**STATED GOAL:**
Change "sponsor decal" to "team logo" in the data below, and write out all the lines again with nothing else altered.

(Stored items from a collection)
————

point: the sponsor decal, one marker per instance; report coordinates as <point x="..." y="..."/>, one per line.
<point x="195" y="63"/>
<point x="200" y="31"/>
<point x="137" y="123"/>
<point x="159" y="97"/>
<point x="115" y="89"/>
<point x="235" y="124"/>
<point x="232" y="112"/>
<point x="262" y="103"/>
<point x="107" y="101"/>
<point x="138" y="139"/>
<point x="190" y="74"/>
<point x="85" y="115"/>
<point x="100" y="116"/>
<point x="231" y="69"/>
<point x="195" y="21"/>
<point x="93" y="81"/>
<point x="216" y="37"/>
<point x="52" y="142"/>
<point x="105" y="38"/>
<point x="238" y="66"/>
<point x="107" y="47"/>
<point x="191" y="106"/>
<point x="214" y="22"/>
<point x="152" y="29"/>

————

**COMPLETE RESPONSE:**
point: the team logo, one marker per instance; report coordinates as <point x="..." y="..."/>, one per line.
<point x="195" y="63"/>
<point x="200" y="31"/>
<point x="137" y="123"/>
<point x="159" y="97"/>
<point x="115" y="89"/>
<point x="235" y="124"/>
<point x="232" y="112"/>
<point x="262" y="103"/>
<point x="107" y="101"/>
<point x="138" y="139"/>
<point x="190" y="74"/>
<point x="85" y="115"/>
<point x="100" y="116"/>
<point x="231" y="69"/>
<point x="195" y="21"/>
<point x="93" y="81"/>
<point x="216" y="37"/>
<point x="52" y="142"/>
<point x="105" y="38"/>
<point x="238" y="66"/>
<point x="107" y="47"/>
<point x="191" y="106"/>
<point x="214" y="22"/>
<point x="152" y="29"/>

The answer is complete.